#### Task to complete
Repeat exactly each line of the data provided below.

#### Data to process
----------
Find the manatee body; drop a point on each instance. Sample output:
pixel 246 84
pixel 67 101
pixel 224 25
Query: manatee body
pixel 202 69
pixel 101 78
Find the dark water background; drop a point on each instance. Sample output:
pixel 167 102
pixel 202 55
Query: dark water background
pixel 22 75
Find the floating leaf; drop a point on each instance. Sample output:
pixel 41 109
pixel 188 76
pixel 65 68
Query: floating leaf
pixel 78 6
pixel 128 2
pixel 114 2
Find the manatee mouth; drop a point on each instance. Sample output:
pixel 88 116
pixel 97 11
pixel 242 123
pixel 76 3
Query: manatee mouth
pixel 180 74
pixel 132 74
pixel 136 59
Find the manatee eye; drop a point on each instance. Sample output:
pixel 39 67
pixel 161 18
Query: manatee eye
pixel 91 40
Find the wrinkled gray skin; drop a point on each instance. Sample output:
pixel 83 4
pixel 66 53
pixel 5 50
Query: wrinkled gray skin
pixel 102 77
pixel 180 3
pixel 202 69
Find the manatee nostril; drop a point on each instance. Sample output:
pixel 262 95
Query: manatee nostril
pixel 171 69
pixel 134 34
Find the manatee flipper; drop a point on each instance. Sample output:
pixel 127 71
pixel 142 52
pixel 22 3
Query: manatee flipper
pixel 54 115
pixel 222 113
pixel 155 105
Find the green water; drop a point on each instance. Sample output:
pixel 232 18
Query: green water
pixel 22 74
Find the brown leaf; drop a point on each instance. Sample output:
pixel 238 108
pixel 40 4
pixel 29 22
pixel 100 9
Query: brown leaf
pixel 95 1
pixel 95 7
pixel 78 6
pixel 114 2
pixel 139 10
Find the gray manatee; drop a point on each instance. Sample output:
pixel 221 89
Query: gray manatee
----------
#### Answer for this exercise
Find the manatee body; drop a point on each instance. Sample output:
pixel 246 84
pixel 67 101
pixel 224 25
Query: manatee body
pixel 202 69
pixel 101 78
Find the dark water background; drop a point on each instance. Sample output:
pixel 167 102
pixel 202 55
Query: dark water background
pixel 22 75
Find the floating leaf; drop a point on each instance. Sample output:
pixel 41 109
pixel 188 76
pixel 65 68
Query: floating leaf
pixel 78 6
pixel 128 2
pixel 114 2
Find the manatee mouth; drop a point on each instance. Sample output:
pixel 88 116
pixel 97 11
pixel 242 123
pixel 76 3
Query: manatee mouth
pixel 180 74
pixel 132 74
pixel 136 59
Find the manatee eye; drop a point on each instance. Sample output:
pixel 39 67
pixel 161 18
Query: manatee eye
pixel 91 40
Find the wrinkled gray skin; drop a point on each instance. Sample output:
pixel 83 4
pixel 66 53
pixel 5 50
Query: wrinkled gray skin
pixel 102 77
pixel 180 3
pixel 202 69
Find the manatee nostril; drop a point on each instance. Sample output:
pixel 262 95
Query: manatee nostril
pixel 171 69
pixel 134 34
Find the manatee flipper; drop a point on each instance. Sample output:
pixel 127 71
pixel 142 52
pixel 22 3
Query: manatee flipper
pixel 54 115
pixel 222 113
pixel 155 105
Find the green water; drop a point on each instance. Sample output:
pixel 232 18
Query: green water
pixel 22 74
Find the brown leaf; drop a point on each instance. Sample output:
pixel 238 108
pixel 40 4
pixel 29 22
pixel 100 9
Query: brown leaf
pixel 95 1
pixel 95 7
pixel 78 6
pixel 114 2
pixel 139 10
Find the gray manatee; drop a point on each instance. Sample output:
pixel 221 89
Query: gray manatee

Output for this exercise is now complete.